-- start of Text segment --

Showing posts with label Acts 28:2. Show all posts
Showing posts with label Acts 28:2. Show all posts

Monday, July 30, 2018

Go and do likewise.



 When he turned his back to leave Samuel, God gave him another heart. 1 Samuel 10:9

And the barbarous people shewed us no little kindness: for they kindled a fire, and received us every one, because of the present rain, and because of the cold. Acts 28:2

This has been a few days of watching the no little kindness of the “barbarous.”

Yesterday I did some political canvassing, “getting out the vote.” Whether it be from the toothless woman who “doesn’t get out much” from her apartment near Dodge to the hot and sweaty union man whose four kids “are doing great and all in college,” to the seriously tattooed family taking their three-year-old daughter for a sunset stroll. The mom teared up when Adam promised that her child would receive a world-class education, with a goal to be above-grade-level before third grade. Each was so happy to be seen, as I wandered the back neighborhoods with this candidate for the TUSD school board. They couldn’t really believe that the smiling face from the brochure was the same face looking at them from over the clipboard.

The Barber Pole School down the street is giving away very sharp-looking haircuts for that all-important first day of school. They gave me a huge honkin’ hug when I arrived with a box of school supplies.

The bright-eyed millennials manning the coffee pot and sign-out sheets.

Today’s inspirational quotes were from William Wilberforce, who after an experience of spiritual rebirth, dedicated his political life to the service of God, in this case, ridding Great Britain of the institution of slavery.

-- end of Text segment --

Directive A:
Answer these questions using the blog post.
(i) What is the Barber Pole School giving away?
(ii) Who were today's inspirational quotes from?
(iii) How old is the daughter of the tattooed family?
Directive B: Reproduce everything in the blog post from "Today’s inspirational quotes" down to "institution of slavery.", word for word.

-- start of Information shown --

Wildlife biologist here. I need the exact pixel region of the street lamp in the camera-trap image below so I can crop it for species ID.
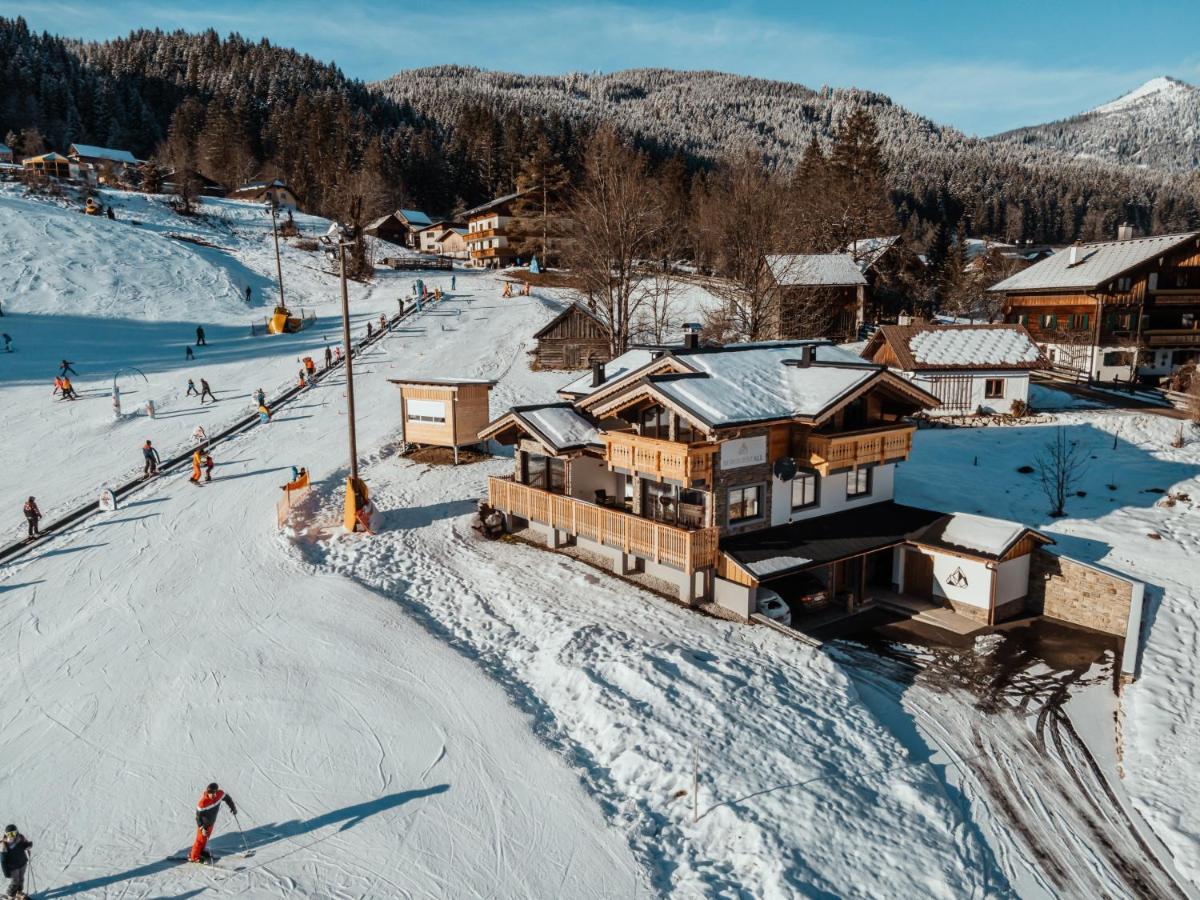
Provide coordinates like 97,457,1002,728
337,224,371,533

-- end of Information shown --

Final result A:
(i) Very sharp-looking haircuts for the first day of school.
(ii) William Wilberforce.
(iii) Three years old.

Final result B:
Today’s inspirational quotes were from William Wilberforce, who after an experience of spiritual rebirth, dedicated his political life to the service of God, in this case, ridding Great Britain of the institution of slavery.